# Whats your favorite halloween attraction?



## Spookkid (Dec 27, 2005)

Whats your favorite halloween attraction?
My favorite is the Dark Ride. 

How about all of yours?


----------



## Bumbury (Aug 29, 2012)

Disneys not so scary halloween at disney world orlando... "Hands down"...im such a scaredy cat... but on a good year or if i have to take the kids it's the universal studios orlando fright night... only cant stand the crowds... only been once tho because of it... really tho disney is is more my speed... ;-)


----------



## Palmdale Haunter (Mar 3, 2012)

Hard for me to say but we attend Knott's Scary Farm Halloween Haunt each year so I have to say that one...


----------



## Frighteners Entertainment (Jan 24, 2006)

big black boots.


----------



## Offwhiteknight (Sep 17, 2008)

Palmdale Haunter said:


> Hard for me to say but we attend Knott's Scary Farm Halloween Haunt each year so I have to say that one...


Yup. Been going every year for I think 12 or 13 years now...Scary Farm and I will both be 40 this October.

Disney is cool; I love seeing all the jack o lanterns on Main Street and at the Mansion...Queen Mary's Dark Harbor was fantastic last year.

I love this time of year!


----------



## Howlinmadjack (Jul 20, 2009)

Have to say, I've been to all the haunts here in Florida, and Tampa's Howl O'Scream has to be my favorite, but the lines are horrendous!! Same with Universals Halloween Horror Nights.


----------



## Pumpkin5 (Aug 8, 2010)

:jol:I have done Scarowinds at Carowinds in Charlotte, NC, and it was pretty good. And then I did Halloween Horror Nights at Universal Studios and it was unbelievable! I would highly recommend it, but I don't think they do the VIP tours anymore. It was so great, when we did the VIP package, we had 15 people in our guided group and one guide and she took us to every single haunted house, every ride, we saw it all! My husband, my best friend and myself went and we ended being the guide's favorites and she gave us the best seats through the whole night. It was AWESOME! (of course it probably helped that I bought her a couple of shots to start the night off right...ha ha, I can sure bribe someone right)


----------



## Radford (Aug 7, 2012)

Being from Central Florida I would say Halloween Horror Nights @ Universal Orlando.


----------



## Radford (Aug 7, 2012)

go on a Thursday night


----------



## corey872 (Jan 10, 2010)

Well....my house when it's all decorated up, of course!


----------



## BioHazardCustoms (Aug 5, 2009)

[Referring expression grounding data]
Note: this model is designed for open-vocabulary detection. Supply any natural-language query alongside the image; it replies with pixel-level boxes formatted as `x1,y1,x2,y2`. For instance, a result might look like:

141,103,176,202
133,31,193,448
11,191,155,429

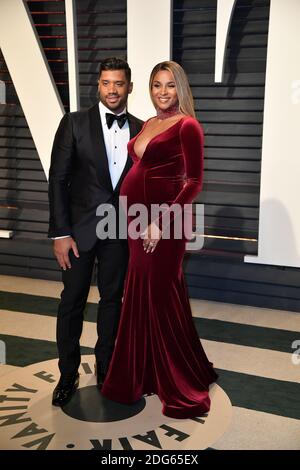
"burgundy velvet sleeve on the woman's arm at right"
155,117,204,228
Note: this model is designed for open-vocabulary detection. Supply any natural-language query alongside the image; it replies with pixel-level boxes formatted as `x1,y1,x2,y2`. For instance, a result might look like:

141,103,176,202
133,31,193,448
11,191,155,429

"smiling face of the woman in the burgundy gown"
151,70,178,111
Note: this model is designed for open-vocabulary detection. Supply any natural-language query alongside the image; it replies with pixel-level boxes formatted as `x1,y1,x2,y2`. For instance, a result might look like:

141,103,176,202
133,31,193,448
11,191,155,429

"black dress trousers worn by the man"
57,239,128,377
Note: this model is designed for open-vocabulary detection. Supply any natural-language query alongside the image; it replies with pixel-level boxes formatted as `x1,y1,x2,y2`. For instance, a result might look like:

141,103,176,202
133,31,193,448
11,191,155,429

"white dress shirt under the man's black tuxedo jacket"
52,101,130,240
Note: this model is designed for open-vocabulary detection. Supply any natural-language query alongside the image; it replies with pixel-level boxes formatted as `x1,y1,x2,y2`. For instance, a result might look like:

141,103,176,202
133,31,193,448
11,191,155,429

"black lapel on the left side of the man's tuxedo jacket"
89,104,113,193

---

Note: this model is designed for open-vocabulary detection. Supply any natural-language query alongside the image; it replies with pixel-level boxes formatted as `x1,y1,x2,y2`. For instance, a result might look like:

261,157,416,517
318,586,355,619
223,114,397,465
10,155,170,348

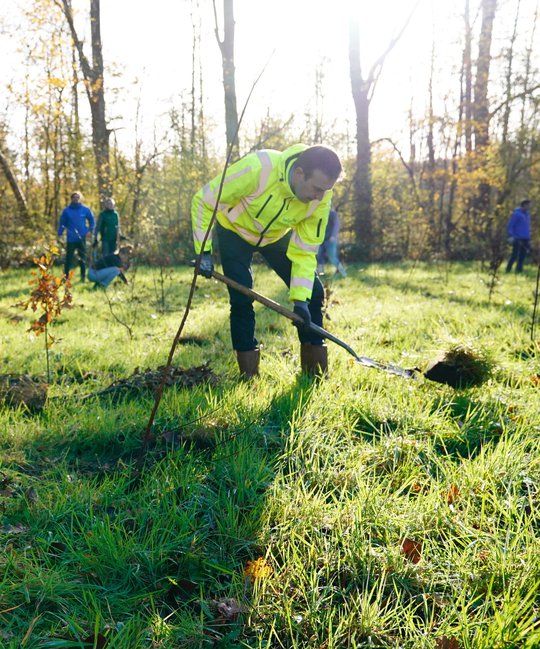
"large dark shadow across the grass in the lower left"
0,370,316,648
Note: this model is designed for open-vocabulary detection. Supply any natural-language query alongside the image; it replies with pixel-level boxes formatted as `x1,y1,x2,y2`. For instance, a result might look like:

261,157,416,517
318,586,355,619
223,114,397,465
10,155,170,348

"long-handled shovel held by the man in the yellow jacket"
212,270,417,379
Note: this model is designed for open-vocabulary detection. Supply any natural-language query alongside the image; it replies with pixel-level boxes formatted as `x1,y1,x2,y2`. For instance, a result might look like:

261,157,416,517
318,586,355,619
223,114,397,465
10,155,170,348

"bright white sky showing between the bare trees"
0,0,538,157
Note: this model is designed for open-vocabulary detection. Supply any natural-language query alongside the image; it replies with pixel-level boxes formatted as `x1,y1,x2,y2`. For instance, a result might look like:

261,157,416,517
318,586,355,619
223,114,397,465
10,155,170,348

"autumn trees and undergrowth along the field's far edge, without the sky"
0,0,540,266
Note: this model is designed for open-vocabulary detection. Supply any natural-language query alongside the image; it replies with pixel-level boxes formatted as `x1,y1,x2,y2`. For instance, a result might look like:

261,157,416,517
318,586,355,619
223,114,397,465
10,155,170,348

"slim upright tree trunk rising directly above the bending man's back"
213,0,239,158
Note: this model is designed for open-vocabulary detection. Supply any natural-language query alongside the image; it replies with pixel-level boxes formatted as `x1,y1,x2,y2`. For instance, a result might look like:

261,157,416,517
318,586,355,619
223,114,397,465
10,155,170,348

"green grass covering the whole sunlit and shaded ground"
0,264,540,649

Task directions:
Please answer these from the Halloween attraction thread:
(a) What is Spookkid's favorite attraction?
(b) What age will Offwhiteknight and Scary Farm both reach this October?
(c) How many people were in the VIP guided group that Pumpkin5 describes?
The rows aren't needed for anything here.

Task response:
(a) The Dark Ride
(b) 40
(c) 15